** Opening Provided data block **

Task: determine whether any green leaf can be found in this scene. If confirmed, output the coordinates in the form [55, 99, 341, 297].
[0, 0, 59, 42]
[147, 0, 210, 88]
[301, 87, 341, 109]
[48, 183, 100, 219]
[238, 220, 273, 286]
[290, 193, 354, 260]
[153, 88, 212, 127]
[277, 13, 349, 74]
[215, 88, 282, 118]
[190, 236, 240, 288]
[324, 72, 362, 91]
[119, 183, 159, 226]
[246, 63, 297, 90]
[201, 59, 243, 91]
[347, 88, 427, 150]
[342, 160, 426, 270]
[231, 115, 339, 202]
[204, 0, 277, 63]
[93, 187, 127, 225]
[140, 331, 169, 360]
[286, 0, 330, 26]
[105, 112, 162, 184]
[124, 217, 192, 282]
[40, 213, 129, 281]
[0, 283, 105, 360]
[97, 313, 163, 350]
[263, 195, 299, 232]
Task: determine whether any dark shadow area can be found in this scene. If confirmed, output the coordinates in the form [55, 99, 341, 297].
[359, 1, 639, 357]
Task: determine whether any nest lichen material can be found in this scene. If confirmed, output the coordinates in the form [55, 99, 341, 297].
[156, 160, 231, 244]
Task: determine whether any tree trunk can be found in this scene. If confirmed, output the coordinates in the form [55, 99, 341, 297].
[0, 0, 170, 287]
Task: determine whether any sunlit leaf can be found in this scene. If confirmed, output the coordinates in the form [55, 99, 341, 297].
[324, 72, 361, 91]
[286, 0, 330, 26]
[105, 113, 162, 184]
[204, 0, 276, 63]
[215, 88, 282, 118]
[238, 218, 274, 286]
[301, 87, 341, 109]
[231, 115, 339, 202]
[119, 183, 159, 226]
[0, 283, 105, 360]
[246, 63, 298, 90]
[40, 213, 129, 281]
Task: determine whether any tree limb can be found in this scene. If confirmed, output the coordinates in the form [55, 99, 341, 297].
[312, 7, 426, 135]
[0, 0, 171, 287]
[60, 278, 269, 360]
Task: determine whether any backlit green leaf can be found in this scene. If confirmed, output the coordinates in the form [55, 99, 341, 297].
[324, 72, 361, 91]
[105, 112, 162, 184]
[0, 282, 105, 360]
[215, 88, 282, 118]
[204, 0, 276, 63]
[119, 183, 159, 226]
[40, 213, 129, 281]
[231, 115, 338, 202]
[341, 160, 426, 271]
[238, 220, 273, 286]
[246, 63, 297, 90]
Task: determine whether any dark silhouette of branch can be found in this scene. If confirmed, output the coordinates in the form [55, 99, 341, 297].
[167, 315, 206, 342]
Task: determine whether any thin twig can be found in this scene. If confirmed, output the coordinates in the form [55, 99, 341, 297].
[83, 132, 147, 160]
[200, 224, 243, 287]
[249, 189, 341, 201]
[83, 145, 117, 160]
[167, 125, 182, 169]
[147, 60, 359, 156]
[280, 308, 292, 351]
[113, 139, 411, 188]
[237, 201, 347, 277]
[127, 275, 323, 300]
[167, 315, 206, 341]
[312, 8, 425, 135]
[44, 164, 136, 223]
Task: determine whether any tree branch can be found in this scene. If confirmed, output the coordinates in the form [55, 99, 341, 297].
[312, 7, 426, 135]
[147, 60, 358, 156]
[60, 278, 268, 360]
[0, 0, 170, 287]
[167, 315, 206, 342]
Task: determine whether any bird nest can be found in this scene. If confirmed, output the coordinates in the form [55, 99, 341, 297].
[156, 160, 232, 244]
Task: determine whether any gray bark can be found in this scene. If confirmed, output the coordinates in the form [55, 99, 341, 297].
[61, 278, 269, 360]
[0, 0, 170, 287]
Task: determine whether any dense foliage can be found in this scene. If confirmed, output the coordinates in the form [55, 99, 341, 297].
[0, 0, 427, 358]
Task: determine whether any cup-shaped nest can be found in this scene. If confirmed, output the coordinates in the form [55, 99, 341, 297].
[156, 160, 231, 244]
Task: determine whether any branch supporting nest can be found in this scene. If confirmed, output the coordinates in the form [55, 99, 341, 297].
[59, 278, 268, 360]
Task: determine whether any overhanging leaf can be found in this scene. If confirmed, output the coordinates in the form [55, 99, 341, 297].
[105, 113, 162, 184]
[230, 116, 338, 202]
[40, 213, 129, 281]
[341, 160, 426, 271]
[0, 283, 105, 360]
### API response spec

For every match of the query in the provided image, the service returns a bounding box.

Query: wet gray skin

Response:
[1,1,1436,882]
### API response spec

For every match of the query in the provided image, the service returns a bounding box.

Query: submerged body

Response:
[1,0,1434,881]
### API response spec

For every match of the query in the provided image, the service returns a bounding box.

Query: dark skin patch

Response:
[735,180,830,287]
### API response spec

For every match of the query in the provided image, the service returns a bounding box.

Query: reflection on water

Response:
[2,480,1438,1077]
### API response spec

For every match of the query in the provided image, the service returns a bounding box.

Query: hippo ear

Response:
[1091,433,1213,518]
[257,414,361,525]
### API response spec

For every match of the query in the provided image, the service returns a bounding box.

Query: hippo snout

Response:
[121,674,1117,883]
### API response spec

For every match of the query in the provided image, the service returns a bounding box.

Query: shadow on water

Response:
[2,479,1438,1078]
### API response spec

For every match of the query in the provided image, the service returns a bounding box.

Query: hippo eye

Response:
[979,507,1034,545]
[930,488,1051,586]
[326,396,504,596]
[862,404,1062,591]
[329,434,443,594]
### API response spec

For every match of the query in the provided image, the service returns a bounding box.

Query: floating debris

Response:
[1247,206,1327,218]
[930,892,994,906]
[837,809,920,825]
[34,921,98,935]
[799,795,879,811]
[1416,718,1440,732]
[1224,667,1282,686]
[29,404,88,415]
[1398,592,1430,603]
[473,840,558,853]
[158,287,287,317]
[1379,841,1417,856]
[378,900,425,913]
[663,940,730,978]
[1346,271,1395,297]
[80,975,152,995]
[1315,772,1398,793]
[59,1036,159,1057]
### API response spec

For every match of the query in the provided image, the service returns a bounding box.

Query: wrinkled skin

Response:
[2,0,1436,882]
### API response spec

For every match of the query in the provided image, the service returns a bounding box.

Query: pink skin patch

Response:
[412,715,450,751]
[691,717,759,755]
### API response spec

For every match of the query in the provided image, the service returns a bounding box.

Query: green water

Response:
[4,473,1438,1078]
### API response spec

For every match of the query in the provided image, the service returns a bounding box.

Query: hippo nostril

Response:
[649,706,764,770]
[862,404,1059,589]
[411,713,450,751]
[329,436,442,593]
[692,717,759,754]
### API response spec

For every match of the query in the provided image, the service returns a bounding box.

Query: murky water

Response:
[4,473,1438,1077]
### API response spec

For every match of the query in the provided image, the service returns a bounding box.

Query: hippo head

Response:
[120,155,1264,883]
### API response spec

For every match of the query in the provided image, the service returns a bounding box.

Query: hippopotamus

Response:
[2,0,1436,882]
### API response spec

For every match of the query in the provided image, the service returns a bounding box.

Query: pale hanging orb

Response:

** Closing Provided data block **

Exercise description:
Lines above with "skin" in them are the ones to copy.

Reply to the task:
Query: wet gray skin
Query: dark skin patch
Query: wrinkled skin
Query: pink skin patch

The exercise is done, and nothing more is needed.